• **PROBLEM TO WORK ON**
Reproduce the entries from their start through the line containing "[214,490,1251,842]", that line included and the requests kept in place. Multiply every bounding-box coordinate in the answers by 2.15, rounding each to a whole number with halves rounded up.

Region labeling records:

Begin

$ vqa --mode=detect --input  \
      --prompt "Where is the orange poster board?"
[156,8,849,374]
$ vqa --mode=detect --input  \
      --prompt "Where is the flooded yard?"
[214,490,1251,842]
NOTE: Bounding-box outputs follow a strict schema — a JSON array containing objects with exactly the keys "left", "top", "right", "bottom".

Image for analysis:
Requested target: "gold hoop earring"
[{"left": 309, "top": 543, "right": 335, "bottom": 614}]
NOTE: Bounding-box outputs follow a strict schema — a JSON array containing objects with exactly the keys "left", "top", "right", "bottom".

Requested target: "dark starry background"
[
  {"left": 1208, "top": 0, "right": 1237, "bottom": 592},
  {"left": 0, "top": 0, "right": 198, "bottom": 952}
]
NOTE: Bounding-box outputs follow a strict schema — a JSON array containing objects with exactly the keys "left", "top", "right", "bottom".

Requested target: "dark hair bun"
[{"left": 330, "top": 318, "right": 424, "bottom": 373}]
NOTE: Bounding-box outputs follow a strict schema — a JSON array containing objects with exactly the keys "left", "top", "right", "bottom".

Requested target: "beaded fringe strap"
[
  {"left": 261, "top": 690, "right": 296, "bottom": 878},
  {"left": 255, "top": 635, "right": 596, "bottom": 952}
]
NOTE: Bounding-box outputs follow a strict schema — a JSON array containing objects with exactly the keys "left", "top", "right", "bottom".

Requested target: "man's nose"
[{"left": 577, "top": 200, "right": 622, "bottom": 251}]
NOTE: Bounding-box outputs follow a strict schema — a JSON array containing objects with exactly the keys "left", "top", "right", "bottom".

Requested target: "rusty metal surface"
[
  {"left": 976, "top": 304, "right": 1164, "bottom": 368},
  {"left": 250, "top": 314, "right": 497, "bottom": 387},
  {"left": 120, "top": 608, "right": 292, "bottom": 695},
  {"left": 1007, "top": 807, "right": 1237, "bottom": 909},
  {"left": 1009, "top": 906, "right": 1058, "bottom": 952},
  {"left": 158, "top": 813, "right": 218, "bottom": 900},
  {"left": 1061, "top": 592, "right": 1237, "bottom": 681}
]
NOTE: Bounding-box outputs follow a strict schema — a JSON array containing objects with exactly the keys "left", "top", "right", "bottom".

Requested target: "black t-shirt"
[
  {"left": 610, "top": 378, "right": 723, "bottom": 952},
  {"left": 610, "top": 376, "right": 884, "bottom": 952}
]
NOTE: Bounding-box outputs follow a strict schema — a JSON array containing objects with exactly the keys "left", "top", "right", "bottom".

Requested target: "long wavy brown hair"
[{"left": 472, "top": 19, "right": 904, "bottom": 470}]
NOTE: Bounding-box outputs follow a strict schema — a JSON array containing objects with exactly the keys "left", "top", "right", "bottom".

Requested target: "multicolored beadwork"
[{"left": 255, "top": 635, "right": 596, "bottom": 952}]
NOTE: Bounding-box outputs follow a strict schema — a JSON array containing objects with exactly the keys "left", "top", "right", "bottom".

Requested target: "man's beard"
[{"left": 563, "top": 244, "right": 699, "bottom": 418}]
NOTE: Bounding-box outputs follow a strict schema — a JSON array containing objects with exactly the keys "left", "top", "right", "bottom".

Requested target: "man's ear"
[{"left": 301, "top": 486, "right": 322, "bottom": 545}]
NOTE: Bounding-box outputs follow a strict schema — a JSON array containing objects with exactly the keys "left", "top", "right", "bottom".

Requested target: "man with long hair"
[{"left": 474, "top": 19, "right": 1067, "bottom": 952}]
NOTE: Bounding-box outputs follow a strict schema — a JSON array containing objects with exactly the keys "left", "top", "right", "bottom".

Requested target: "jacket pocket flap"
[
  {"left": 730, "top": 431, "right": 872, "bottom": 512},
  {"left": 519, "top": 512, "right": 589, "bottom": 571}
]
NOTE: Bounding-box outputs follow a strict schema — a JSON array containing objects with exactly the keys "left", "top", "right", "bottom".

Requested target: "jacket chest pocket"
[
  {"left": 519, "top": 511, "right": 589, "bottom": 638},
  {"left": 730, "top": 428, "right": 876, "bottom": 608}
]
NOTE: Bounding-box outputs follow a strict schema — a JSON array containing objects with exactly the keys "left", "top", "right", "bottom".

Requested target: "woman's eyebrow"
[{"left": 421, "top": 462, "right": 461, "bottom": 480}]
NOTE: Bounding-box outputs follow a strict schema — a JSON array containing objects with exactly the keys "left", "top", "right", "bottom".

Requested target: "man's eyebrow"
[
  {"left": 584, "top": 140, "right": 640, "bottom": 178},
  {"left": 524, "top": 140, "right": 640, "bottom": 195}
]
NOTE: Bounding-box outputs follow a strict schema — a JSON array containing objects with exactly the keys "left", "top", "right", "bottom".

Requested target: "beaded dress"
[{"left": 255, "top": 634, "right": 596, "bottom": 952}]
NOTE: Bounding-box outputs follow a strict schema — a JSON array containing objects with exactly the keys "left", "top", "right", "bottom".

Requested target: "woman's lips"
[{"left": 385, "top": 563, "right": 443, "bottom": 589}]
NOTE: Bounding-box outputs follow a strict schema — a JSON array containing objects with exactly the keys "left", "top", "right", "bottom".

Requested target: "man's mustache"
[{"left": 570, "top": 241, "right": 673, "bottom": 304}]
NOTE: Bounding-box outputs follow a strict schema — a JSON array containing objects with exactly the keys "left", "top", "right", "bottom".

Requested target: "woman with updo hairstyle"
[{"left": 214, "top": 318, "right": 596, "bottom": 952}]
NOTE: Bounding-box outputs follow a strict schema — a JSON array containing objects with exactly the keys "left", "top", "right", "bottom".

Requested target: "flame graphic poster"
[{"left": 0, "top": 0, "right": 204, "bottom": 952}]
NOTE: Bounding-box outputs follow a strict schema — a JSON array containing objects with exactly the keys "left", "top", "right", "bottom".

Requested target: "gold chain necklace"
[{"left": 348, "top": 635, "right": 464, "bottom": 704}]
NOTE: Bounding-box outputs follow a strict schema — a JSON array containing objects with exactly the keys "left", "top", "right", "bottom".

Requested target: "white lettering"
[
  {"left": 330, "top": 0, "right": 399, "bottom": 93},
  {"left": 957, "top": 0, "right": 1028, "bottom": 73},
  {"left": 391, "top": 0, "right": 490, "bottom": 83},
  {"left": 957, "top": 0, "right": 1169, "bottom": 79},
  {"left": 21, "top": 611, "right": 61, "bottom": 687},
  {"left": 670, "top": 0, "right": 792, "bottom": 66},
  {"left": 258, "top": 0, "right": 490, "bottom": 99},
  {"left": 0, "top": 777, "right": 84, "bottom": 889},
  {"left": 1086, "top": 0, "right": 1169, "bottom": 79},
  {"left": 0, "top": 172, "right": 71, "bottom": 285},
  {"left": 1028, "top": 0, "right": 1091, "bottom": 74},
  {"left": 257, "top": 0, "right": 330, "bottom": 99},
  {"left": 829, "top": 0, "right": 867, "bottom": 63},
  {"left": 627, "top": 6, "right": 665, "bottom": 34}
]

End

• **CORRECT RESULT**
$ vqa --mode=detect --input  \
      --prompt "Where is the orange poster board?"
[335,17,1825,804]
$ vqa --mode=detect --input  \
      --prompt "Where is the flooded yard?"
[460,1054,2690,1810]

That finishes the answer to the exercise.